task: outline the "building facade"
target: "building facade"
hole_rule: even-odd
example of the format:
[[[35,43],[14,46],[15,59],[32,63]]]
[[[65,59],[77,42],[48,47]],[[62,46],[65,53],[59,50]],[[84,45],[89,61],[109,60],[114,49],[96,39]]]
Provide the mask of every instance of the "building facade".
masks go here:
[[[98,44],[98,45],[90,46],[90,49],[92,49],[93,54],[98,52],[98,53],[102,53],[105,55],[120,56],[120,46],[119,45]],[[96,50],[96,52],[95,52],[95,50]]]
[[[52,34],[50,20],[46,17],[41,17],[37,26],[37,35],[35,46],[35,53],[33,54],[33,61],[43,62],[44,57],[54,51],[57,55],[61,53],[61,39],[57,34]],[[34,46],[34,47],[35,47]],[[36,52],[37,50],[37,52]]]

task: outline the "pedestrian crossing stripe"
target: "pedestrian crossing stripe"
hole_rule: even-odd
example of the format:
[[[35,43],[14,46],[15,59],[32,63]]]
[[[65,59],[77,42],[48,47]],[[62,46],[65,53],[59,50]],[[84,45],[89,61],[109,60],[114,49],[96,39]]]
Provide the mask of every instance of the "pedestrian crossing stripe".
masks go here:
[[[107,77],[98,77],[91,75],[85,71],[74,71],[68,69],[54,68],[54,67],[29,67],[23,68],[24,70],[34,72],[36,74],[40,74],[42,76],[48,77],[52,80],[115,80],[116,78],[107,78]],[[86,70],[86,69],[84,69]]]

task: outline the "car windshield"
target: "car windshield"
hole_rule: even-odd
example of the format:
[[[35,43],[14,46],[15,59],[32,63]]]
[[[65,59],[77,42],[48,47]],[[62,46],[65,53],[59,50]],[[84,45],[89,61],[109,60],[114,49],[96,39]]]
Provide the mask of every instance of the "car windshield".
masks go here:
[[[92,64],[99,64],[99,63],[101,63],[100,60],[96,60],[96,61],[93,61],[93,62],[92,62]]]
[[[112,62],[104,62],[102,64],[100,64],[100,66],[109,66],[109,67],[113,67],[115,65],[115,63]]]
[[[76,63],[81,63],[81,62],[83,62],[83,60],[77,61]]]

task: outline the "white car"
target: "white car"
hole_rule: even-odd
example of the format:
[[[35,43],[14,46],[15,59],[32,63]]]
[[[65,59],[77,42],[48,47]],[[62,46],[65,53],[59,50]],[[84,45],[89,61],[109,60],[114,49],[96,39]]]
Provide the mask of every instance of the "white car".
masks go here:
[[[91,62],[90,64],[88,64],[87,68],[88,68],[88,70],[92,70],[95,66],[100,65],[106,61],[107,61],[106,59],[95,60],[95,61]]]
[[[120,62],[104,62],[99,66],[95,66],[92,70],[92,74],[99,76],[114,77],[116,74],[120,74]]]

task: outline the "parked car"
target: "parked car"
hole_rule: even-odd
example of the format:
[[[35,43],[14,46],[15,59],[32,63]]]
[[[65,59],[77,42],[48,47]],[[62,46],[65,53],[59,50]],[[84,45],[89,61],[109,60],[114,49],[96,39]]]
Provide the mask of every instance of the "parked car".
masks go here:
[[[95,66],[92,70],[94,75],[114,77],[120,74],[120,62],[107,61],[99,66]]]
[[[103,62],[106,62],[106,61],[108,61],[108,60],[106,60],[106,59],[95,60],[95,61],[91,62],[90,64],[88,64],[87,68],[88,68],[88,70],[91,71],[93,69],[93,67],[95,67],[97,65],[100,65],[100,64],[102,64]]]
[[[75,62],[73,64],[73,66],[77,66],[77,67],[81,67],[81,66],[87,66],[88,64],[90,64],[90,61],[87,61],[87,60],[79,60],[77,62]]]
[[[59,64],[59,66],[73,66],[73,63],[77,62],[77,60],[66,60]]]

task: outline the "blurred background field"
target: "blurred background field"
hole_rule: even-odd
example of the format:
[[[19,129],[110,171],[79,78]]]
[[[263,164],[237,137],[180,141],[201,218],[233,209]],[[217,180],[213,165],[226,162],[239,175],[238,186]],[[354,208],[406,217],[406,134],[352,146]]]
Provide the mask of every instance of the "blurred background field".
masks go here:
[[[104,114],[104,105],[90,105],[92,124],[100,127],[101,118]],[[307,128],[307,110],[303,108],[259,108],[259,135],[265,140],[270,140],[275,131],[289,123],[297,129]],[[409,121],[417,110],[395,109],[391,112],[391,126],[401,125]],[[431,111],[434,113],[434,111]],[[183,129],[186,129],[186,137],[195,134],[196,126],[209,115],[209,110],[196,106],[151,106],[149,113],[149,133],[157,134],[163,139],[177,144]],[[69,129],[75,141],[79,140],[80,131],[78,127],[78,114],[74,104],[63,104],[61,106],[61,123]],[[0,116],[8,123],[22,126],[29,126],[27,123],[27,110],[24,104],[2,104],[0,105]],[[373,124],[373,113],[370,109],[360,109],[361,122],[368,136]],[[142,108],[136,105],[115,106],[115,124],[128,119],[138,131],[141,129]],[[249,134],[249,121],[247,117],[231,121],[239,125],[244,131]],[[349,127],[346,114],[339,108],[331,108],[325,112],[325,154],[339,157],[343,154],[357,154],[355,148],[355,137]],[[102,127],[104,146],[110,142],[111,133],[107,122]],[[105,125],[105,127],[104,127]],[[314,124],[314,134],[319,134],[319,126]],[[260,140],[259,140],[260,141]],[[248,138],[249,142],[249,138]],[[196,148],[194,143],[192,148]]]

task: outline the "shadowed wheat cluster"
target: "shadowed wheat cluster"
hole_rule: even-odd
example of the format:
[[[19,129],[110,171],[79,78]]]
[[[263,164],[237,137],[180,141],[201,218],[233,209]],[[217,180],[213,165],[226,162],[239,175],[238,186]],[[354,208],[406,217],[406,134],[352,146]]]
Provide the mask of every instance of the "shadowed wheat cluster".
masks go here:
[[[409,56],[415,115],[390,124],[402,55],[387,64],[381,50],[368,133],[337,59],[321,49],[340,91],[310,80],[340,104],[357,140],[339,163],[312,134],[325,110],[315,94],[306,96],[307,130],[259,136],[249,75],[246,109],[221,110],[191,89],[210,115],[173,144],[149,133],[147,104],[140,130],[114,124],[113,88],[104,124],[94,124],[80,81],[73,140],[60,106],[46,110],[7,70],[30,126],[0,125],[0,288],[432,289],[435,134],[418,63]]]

..............................

PROBLEM TO WORK ON: Which lines in the rows above contain the word "target"? Copy each of them in full.

SOLVED PROBLEM:
target: "building facade"
target: "pedestrian crossing stripe"
target: "car windshield"
target: "white car"
target: "parked car"
target: "blurred background field"
target: "shadowed wheat cluster"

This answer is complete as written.